WHAT TO PRODUCE: In the passage about Blue Ash, how large does the city's daytime population get?

TEXT PASSAGE:
_ _ _

Blue Ash's "daytime population" reaches approximately 55,000 due to the 2,000 businesses within the city limits. The city's industrial and commercial parks are home to many corporate headquarters, including:

- Belcan Corporation, an engineering consulting firm
- Citigroup (North American Information Technology Division)
- Ethicon Endo-Surgery, a medical device manufacturer
- F+W
- The J. Peterman Company, moved its headquarters to Blue Ash in 2011
- Milacron
- Sunny Delight Beverages, manufacturer of Sunny Delight
- Apollo Integrated Systems, high definition electronic frequency locking equipment designer
- Kroger Technology, headquartered and with two facilities in Blue Ash; the technology and computer system management division of the Kroger supermarket corporation, headquartered in nearby Cincinnati.

==Culture==
Blue Ash offers two summer events each year: "Red, White, and Blue Ash"; and "Taste of Blue Ash". "Red, White and Blue Ash" is held annually in celebration of the 4th of July and features the biggest Independence Day firework display in the region. These events draw internationally popular headlining rock acts. On July 4, 2010, the bands Yes and Peter Frampton drew a record estimated 150,000 people to that year's Red, White, and Blue Ash event. Due to budget constraints the city decided to suspend their "Summerbration" event for 2010–2013, with hopes to resume the event in the near future.

_ _ _

[Saved data entries]
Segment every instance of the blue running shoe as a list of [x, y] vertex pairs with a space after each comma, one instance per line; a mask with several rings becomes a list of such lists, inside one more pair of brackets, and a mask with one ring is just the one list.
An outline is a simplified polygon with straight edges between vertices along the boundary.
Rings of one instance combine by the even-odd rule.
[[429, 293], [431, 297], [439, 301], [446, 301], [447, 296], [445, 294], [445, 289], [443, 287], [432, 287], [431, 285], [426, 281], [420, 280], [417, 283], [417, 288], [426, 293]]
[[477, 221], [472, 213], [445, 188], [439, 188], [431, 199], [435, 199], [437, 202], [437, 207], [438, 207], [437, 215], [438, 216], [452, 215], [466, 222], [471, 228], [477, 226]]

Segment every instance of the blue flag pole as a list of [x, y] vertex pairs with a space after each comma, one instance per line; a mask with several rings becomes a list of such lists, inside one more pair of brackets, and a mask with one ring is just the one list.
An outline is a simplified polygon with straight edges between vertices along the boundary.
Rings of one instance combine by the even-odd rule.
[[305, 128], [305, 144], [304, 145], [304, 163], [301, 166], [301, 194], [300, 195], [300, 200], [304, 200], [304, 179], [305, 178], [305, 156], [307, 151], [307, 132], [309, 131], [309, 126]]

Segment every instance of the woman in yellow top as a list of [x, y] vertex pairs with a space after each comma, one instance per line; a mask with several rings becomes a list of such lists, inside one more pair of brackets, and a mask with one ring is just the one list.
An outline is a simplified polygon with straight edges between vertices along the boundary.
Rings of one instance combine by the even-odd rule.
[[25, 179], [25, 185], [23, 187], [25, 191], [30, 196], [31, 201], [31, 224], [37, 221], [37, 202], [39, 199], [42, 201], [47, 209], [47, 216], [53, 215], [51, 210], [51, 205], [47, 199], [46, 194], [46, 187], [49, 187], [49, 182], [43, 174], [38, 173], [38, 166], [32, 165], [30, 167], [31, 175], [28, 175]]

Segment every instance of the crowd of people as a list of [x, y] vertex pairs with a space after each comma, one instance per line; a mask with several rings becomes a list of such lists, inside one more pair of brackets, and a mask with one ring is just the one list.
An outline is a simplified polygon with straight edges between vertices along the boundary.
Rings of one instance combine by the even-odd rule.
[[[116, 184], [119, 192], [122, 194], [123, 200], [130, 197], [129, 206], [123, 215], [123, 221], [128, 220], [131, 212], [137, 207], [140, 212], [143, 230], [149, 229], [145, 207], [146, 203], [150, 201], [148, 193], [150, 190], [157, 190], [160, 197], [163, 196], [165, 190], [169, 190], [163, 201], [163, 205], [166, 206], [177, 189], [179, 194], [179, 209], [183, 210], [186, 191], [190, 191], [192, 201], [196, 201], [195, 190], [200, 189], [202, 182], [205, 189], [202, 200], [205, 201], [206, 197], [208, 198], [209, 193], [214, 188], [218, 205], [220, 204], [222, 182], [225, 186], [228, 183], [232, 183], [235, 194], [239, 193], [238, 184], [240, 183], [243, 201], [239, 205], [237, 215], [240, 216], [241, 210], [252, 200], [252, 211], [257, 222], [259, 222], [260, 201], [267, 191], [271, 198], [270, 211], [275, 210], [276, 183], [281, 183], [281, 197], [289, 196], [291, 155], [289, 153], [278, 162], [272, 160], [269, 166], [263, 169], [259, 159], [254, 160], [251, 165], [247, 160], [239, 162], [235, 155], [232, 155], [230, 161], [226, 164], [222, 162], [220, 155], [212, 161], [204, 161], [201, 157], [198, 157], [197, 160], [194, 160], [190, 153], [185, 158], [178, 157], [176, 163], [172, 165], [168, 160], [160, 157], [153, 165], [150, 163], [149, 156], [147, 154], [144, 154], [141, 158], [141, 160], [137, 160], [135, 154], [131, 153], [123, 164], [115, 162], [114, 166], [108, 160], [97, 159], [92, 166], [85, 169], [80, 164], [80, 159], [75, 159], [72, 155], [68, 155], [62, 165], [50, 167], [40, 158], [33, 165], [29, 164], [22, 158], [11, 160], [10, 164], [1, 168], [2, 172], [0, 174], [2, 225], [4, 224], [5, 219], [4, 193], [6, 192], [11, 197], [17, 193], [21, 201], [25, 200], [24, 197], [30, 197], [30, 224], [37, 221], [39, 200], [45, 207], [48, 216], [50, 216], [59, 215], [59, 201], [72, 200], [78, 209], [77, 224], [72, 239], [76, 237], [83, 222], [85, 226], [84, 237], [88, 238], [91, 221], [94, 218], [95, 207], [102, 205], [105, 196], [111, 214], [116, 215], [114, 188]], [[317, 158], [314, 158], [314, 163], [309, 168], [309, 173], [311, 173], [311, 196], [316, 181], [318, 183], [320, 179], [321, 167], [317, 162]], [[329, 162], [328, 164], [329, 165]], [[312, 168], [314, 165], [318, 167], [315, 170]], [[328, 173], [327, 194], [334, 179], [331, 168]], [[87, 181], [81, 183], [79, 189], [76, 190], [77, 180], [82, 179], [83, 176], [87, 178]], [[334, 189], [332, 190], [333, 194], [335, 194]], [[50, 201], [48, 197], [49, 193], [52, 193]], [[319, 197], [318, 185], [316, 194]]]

_ _ _

TASK RESULT: About 55,000 people.